▶ **Work to be completed**
Copy out the following lines word for word.

>> START Record excerpts

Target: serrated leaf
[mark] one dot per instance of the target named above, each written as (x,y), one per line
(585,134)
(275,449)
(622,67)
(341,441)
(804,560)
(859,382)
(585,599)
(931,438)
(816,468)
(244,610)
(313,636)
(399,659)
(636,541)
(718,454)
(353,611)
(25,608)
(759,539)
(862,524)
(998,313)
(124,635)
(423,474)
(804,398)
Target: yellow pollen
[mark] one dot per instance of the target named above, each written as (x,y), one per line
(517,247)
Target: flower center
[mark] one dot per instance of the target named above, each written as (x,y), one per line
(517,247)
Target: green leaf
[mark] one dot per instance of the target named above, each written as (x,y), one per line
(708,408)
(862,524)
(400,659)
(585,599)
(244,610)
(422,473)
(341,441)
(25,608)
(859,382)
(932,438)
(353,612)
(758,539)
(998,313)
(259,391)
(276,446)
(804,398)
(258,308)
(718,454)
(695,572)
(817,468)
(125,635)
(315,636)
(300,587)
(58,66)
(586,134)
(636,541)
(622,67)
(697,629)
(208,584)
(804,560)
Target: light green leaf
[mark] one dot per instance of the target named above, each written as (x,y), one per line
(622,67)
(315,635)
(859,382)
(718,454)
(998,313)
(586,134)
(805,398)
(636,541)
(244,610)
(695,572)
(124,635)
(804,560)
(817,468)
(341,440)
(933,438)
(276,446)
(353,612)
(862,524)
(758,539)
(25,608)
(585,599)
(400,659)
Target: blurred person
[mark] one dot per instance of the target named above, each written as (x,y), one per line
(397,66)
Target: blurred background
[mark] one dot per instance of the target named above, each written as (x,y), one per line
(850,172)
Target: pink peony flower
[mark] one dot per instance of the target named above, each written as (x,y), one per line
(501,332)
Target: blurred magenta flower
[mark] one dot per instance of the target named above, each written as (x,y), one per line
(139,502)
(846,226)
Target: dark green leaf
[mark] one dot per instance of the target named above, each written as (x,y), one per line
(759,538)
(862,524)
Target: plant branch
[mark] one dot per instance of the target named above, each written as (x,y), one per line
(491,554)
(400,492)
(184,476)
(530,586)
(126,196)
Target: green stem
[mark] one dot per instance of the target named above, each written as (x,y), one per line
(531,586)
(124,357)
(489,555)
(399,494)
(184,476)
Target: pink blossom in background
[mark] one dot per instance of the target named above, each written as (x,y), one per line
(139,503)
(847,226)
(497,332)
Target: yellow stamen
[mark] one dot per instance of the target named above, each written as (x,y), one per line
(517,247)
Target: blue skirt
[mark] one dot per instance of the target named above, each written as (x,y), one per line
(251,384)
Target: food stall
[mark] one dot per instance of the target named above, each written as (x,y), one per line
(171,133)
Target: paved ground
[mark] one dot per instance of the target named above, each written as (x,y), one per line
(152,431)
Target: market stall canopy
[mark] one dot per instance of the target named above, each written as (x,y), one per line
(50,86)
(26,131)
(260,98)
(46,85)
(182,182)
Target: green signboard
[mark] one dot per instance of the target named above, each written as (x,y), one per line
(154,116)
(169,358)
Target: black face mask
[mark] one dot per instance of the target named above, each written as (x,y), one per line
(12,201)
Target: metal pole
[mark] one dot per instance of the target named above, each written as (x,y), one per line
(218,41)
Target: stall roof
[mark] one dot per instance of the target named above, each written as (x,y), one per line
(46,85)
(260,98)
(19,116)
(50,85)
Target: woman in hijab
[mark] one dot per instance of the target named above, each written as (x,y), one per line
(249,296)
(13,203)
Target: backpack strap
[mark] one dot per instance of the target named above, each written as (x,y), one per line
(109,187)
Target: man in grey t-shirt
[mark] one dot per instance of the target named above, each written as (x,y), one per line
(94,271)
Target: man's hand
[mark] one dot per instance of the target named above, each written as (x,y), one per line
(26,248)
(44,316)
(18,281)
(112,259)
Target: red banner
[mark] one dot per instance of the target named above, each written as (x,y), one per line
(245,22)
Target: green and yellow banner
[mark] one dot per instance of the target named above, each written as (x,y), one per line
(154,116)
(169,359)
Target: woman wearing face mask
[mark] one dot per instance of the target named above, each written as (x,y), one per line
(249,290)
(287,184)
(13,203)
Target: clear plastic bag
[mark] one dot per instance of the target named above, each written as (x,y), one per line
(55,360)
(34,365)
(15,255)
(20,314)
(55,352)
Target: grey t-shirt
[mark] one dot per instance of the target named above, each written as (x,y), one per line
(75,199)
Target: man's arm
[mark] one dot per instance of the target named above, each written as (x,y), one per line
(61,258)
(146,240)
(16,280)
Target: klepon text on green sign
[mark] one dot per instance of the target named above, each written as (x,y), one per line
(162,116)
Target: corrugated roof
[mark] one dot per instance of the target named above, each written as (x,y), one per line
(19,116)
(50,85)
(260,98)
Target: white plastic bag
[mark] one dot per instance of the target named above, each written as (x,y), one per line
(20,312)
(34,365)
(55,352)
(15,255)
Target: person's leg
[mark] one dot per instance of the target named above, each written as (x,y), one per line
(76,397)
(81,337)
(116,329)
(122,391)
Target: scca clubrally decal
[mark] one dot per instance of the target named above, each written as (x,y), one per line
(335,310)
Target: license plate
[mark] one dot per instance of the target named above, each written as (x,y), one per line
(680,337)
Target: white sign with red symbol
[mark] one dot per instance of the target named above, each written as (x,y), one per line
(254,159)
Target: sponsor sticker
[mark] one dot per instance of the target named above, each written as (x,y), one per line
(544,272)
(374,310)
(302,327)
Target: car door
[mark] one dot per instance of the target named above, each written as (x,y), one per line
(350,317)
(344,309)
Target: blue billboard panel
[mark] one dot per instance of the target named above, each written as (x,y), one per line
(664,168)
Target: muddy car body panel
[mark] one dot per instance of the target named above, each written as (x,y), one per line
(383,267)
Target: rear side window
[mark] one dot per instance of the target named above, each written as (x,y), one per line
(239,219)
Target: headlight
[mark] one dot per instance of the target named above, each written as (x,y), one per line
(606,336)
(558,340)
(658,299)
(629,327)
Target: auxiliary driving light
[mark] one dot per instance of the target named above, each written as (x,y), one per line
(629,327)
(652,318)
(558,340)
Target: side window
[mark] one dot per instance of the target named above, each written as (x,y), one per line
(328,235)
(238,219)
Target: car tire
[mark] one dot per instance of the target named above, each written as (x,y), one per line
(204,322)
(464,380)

>> END Record excerpts

▶ **Solution for this exercise**
Target: serrated leaf
[mark] one dot per instance of the target named above, each written as (x,y), one per line
(585,134)
(275,449)
(622,67)
(341,441)
(804,560)
(859,382)
(585,599)
(931,438)
(816,468)
(244,610)
(313,636)
(399,659)
(636,541)
(718,454)
(353,611)
(25,608)
(759,539)
(862,524)
(998,313)
(124,635)
(423,474)
(804,398)
Target: yellow pollen
[mark] one dot per instance of the target named above, each written as (x,y), one per line
(517,247)
Target: flower center
[mark] one dot per instance of the target named above, each written as (x,y), one per line
(517,247)
Target: green leaf
[mark] one dot per instance of the target named above, each written as (x,y), one per line
(708,408)
(862,524)
(400,659)
(585,599)
(244,610)
(422,473)
(341,441)
(25,608)
(859,382)
(932,438)
(353,612)
(758,539)
(998,313)
(259,391)
(276,446)
(804,398)
(258,308)
(718,454)
(695,572)
(817,468)
(125,635)
(315,636)
(300,587)
(58,66)
(586,134)
(636,541)
(622,67)
(697,629)
(208,584)
(804,560)
Target: light green leaf
[mark] one dot per instance of the target named above, each written as (x,y), one per line
(622,67)
(315,635)
(859,382)
(718,454)
(998,313)
(586,134)
(805,398)
(636,541)
(244,610)
(695,572)
(124,635)
(804,560)
(817,468)
(341,440)
(933,438)
(276,446)
(353,612)
(862,524)
(758,539)
(25,608)
(585,599)
(400,659)
Target: blurred person
[mark] one dot per instance of the target named above, each written as (x,y), one per line
(397,66)
Target: blurred background
[mark] one dot per instance of the target named above, each written as (x,y), one per line
(850,172)
Target: pink peony flower
[mark] one dot per instance of the target named above, each written as (x,y), one per line
(501,332)
Target: blurred magenta flower
[mark] one dot per instance of the target named above, each written as (x,y), one per line
(139,502)
(846,226)
Target: dark green leaf
[mark] one dot per instance of the target named above, each written as (x,y), one per line
(759,538)
(862,524)
Target: plant branch
[mark] one dot per instance of the target named above, each written as (x,y), one per line
(491,554)
(400,492)
(184,476)
(530,586)
(126,196)
Target: green stem
[mark] one dot per instance of the target named above, each written as (x,y), one per line
(531,586)
(124,357)
(489,555)
(399,494)
(184,476)
Target: pink blossom in background
[mark] one dot per instance of the target named above, each written as (x,y), one per line
(139,503)
(847,226)
(497,332)
Target: yellow stamen
[mark] one dot per instance of the target named above, each written as (x,y), one per line
(517,247)
Target: blue skirt
[mark] one dot per instance of the target named above, each written as (x,y), one per line
(251,384)
Target: food stall
[mark] one dot per instance of the target named above, each written as (x,y), one per line
(171,133)
Target: paved ground
[mark] one dot per instance of the target named above, each written as (x,y), one per line
(152,431)
Target: market stall canopy
[mark] one dot per instance of the target named above, each written as (x,y), one per line
(50,86)
(26,131)
(260,98)
(46,85)
(182,182)
Target: green signboard
[mark] one dot per instance of the target named above, each written as (x,y), one per line
(154,116)
(169,358)
Target: black face mask
[mark] one dot per instance of the target named above, each written as (x,y), one per line
(12,201)
Target: metal pole
[mark] one dot per instance of the target named above, each written as (x,y), one per line
(218,41)
Target: stall roof
[mark] one dot per instance of the target named above, each written as (x,y), one per line
(46,85)
(260,98)
(19,116)
(50,85)
Target: woman in hijab
[mark] one dot per instance of the target named above, each written as (x,y), one per line
(249,296)
(13,203)
Target: backpack strap
[mark] one dot per instance of the target named above, each written as (x,y), one per line
(109,187)
Target: man in grey t-shirt
[mark] one dot per instance of the target named above, each written as (x,y), one per line
(94,271)
Target: man's hand
[mark] one dot per instance of the target named above, each written as (x,y), one per line
(26,248)
(44,316)
(18,281)
(112,259)
Target: red banner
[mark] one dot per instance of the target named above, each written as (x,y), one per line
(245,22)
Target: green and yellow banner
[mark] one dot per instance of the target named above, each written as (x,y), one per line
(154,116)
(169,359)
Target: woman wearing face mask
[mark] one dot per instance of the target named above, each written as (x,y), one per line
(249,290)
(287,184)
(13,203)
Target: clear plastic bag
[mark] one dot per instance of the target named above, each written as (x,y), one per line
(55,360)
(34,365)
(15,255)
(20,314)
(55,352)
Target: grey t-shirt
[mark] one dot per instance of the target named above, each written as (x,y), one per line
(75,199)
Target: man's arm
[mark] one dot per instance of the target named above, each written as (x,y), one per line
(61,258)
(146,240)
(16,280)
Target: klepon text on green sign
[mark] one dot per instance of the target named above, each written as (x,y), one per line
(162,116)
Target: corrugated roof
[mark] one dot per instance of the target named above, each written as (x,y), one per line
(19,116)
(50,85)
(260,98)
Target: white plastic bag
[mark] one dot per instance of the target named above, each written as (x,y), one per line
(20,312)
(34,365)
(55,352)
(15,255)
Target: person's leg
[mark] one dot per instance of the target named above, each written as (x,y), one per line
(76,397)
(81,337)
(116,329)
(122,391)
Target: scca clubrally decal
[mark] one dot per instance of the target named above, each written as (x,y), one per line
(335,310)
Target: license plate
[mark] one dot per instance of the target named above, each written as (x,y), one per line
(680,337)
Target: white sign with red symbol
[mark] one dot per instance of the target named above, each written as (x,y), one per line
(254,159)
Target: sponsor sticker
[mark] one dot per instance of the target named above, each written as (x,y), one per line
(544,272)
(374,310)
(302,327)
Target: car door
[mark] one dot per instance of the target named above, each written as (x,y), one per line
(350,317)
(344,309)
Target: blue billboard panel
[mark] one dot per instance of the target named above, each written as (x,y), one per line
(664,168)
Target: muddy car body panel
[mark] one dot per instance of the target named above, each written as (x,y), one per line
(383,267)
Target: rear side window
[mark] one dot per instance of the target named above, each written as (x,y), one per line
(239,219)
Target: headlight
[mark] one dot per instance of the target named above, each written as (x,y), one per line
(606,336)
(558,340)
(658,299)
(629,327)
Target: auxiliary driving light
[mark] one dot per instance of the target named above, each written as (x,y), one per line
(629,327)
(652,318)
(558,340)
Target: side window
[mark] one dot per instance of the target named above, each written as (x,y), one per line
(328,235)
(238,219)
Target: car tire
[mark] one dot per instance of the target named above, each written as (x,y), one per line
(204,322)
(464,380)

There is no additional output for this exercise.